- Your objective
Each line from the line containing "Target: riverbank" through the last line of the entries is to be reproduced exactly as it stands.
• • •
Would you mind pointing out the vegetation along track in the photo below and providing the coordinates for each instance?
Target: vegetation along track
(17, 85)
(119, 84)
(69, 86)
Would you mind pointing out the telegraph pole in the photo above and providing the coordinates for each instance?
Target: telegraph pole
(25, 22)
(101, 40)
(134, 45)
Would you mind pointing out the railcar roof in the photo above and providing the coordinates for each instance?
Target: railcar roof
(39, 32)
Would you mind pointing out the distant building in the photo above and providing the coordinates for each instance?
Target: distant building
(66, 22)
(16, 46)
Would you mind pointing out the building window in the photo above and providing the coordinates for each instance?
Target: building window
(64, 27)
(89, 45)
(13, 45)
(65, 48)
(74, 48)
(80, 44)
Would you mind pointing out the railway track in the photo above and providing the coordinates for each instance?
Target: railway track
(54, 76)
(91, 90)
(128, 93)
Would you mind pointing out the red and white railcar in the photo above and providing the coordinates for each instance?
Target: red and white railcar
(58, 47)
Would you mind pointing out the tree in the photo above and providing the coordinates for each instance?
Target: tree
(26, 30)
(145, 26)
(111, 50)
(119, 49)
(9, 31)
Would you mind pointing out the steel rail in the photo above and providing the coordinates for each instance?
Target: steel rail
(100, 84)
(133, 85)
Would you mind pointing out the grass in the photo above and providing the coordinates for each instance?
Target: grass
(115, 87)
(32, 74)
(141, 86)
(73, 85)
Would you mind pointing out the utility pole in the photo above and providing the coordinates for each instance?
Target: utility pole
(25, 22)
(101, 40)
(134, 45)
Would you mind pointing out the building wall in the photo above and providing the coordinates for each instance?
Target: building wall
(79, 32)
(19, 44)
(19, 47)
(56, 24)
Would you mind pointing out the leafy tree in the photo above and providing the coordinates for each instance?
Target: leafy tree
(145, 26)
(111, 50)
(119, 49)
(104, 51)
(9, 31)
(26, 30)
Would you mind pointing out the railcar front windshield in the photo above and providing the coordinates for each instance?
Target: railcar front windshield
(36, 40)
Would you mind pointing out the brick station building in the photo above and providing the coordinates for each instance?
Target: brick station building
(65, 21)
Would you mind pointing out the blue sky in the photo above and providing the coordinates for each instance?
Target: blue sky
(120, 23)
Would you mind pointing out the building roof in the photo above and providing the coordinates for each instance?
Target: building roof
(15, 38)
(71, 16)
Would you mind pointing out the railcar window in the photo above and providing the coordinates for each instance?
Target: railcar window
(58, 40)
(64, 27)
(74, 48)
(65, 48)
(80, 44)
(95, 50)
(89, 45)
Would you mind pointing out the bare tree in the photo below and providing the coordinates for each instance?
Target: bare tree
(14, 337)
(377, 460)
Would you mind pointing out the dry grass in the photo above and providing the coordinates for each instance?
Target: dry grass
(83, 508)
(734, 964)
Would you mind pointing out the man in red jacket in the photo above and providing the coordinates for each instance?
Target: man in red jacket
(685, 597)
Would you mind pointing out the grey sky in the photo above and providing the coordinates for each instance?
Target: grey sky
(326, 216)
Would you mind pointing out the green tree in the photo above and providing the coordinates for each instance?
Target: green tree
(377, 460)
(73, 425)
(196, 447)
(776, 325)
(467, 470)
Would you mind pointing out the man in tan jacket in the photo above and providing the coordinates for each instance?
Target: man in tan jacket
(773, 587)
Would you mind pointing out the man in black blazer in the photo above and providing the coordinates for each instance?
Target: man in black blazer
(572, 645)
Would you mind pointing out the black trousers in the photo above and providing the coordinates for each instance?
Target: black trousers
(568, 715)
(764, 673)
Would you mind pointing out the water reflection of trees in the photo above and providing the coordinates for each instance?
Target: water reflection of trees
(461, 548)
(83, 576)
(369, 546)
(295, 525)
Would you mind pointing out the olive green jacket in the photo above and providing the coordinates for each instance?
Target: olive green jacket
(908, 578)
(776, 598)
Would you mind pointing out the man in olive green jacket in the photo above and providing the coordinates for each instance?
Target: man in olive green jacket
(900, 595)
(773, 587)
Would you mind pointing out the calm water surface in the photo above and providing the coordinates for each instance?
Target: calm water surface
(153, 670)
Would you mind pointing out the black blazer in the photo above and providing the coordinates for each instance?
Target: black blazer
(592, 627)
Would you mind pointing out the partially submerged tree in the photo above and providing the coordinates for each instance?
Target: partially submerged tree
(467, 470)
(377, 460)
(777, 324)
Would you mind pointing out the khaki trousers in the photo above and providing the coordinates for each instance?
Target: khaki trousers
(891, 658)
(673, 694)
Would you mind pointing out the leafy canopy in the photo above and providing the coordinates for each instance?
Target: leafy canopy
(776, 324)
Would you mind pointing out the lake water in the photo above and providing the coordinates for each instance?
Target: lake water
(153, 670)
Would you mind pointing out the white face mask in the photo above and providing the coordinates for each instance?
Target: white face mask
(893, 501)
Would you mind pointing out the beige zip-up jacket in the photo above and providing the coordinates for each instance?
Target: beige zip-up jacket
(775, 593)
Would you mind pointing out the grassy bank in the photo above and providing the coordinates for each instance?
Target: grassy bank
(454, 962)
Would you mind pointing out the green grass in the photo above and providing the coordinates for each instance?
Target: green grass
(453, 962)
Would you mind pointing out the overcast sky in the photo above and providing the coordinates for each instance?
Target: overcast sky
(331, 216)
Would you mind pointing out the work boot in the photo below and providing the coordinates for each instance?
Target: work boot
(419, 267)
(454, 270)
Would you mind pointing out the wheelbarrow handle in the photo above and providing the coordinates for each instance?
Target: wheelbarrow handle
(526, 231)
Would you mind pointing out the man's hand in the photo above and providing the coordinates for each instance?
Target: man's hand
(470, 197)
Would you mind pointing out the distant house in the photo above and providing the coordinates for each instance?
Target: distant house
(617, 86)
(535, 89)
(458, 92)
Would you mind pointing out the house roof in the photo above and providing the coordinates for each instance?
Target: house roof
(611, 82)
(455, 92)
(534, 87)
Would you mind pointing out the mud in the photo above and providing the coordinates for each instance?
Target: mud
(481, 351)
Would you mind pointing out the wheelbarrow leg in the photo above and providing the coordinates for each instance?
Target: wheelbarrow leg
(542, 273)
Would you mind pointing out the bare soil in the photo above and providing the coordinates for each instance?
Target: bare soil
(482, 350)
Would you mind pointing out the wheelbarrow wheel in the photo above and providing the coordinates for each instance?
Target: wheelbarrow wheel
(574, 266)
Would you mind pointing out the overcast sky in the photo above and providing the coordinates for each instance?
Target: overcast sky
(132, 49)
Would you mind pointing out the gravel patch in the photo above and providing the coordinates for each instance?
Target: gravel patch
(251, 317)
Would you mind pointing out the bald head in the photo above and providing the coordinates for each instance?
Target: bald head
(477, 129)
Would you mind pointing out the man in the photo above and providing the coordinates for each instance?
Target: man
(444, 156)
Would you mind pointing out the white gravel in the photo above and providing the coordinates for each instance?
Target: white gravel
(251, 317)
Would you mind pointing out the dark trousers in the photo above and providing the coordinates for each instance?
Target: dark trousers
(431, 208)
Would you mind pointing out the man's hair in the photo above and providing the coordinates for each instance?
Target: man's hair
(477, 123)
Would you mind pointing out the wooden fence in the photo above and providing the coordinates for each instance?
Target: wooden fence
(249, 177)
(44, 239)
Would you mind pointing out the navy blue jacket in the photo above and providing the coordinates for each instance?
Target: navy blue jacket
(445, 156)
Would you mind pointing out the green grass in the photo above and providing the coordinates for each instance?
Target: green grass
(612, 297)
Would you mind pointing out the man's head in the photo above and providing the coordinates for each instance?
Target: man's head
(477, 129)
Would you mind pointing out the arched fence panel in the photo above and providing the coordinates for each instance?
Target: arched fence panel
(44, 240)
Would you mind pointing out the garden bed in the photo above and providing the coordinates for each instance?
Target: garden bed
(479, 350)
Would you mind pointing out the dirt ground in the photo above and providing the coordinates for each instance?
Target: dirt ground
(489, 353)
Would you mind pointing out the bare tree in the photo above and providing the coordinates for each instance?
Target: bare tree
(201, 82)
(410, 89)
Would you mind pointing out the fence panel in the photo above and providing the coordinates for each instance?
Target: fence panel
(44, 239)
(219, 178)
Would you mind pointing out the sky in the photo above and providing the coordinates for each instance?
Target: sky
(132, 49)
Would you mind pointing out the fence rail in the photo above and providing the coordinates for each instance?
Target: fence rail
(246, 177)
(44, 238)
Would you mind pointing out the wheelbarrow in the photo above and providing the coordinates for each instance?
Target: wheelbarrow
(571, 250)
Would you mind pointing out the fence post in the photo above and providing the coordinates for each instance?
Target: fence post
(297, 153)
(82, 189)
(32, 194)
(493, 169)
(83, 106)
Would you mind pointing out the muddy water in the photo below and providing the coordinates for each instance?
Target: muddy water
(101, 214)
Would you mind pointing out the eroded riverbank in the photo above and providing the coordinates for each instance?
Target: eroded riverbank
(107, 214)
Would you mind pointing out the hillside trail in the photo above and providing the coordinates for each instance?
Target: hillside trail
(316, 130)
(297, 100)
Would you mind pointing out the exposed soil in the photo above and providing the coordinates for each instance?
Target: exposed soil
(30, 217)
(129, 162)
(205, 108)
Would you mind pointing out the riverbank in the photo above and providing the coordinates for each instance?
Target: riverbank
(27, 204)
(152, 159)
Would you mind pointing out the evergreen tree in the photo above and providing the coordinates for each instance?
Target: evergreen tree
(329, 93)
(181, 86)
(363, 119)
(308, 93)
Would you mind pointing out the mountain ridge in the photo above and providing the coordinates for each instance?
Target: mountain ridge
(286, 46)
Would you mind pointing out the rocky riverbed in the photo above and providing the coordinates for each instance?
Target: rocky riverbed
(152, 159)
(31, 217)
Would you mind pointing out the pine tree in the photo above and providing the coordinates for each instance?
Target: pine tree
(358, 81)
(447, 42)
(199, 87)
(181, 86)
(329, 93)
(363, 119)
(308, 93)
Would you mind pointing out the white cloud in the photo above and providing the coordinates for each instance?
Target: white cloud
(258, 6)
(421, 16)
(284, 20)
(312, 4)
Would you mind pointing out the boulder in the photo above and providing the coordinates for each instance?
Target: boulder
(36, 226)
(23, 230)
• • •
- Solution for this exercise
Target: riverbank
(27, 204)
(152, 159)
Would you mind pointing out the evergreen tree in the photo above and providing the coordinates for each instance?
Target: evergreen tree
(329, 93)
(181, 86)
(363, 119)
(308, 93)
Would you mind pointing out the mountain ridge in the photo above and providing the coordinates for each instance?
Target: mountain ridge
(286, 46)
Would you mind pointing out the rocky riverbed in the photo above and providing the coordinates for each instance?
Target: rocky riverbed
(152, 159)
(31, 217)
Would you mind pointing out the pine tree in the photo above and providing the coordinates for each instance?
Target: pine tree
(358, 81)
(447, 42)
(199, 87)
(181, 86)
(329, 93)
(363, 119)
(308, 93)
Would you mind pointing out the white cloud in the photo above and providing the coordinates for each instance?
Target: white cloud
(258, 6)
(421, 16)
(284, 20)
(312, 4)
Would you mind pointing out the boulder in the photo above and providing the coordinates for each instance?
Target: boulder
(36, 226)
(23, 230)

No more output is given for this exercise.